DATA FOR PROCESSING:
++++++++++++++++++++
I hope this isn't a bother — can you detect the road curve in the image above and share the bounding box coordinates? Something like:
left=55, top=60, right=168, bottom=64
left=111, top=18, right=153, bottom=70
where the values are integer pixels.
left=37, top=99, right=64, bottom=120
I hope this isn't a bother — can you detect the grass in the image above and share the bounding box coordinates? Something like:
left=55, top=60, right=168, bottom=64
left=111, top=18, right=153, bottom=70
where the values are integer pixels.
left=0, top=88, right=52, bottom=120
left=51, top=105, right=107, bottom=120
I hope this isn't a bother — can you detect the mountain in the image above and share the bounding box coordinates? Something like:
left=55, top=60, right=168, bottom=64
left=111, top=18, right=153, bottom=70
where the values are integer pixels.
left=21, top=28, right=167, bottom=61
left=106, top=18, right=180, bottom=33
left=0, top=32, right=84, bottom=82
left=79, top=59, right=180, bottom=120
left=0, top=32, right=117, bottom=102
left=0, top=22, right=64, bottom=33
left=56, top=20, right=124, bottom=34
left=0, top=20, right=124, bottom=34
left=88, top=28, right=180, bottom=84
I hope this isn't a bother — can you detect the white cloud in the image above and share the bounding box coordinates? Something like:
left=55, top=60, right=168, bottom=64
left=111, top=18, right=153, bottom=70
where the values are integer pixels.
++++++++++++++++++++
THE EXERCISE: Could you give every item above as a numbered list, with blank lines left out?

RESULT BELOW:
1. I hope this isn't a bother — can you detect the road curve in the image above and share the bounding box coordinates? Something like:
2. left=55, top=60, right=168, bottom=64
3. left=111, top=18, right=153, bottom=70
4. where the values are integer pixels.
5. left=37, top=99, right=64, bottom=120
6. I hope this isn't a bother — can you detect the grass in the image above and share the bounding box coordinates? Something like:
7. left=55, top=60, right=168, bottom=64
8. left=111, top=18, right=153, bottom=70
9. where the values are integer pixels.
10. left=0, top=88, right=52, bottom=120
11. left=51, top=105, right=107, bottom=120
12. I hope this isn't a bother — can you detect the mountain in the image above and share the bounding box coordinates? Something like:
13. left=55, top=60, right=168, bottom=64
14. left=111, top=18, right=153, bottom=70
15. where the values are integer pixels.
16. left=21, top=28, right=167, bottom=61
17. left=106, top=18, right=180, bottom=33
18. left=0, top=32, right=84, bottom=82
19. left=79, top=59, right=180, bottom=120
20. left=0, top=32, right=117, bottom=102
21. left=0, top=22, right=64, bottom=33
22. left=56, top=20, right=124, bottom=34
23. left=0, top=20, right=124, bottom=34
24. left=88, top=28, right=180, bottom=84
25. I hope this isn't a bother — can you detect the white cloud in the image above and share the bounding box coordinates? Something like:
26. left=55, top=60, right=168, bottom=64
27. left=111, top=18, right=153, bottom=70
28. where the values are integer pixels.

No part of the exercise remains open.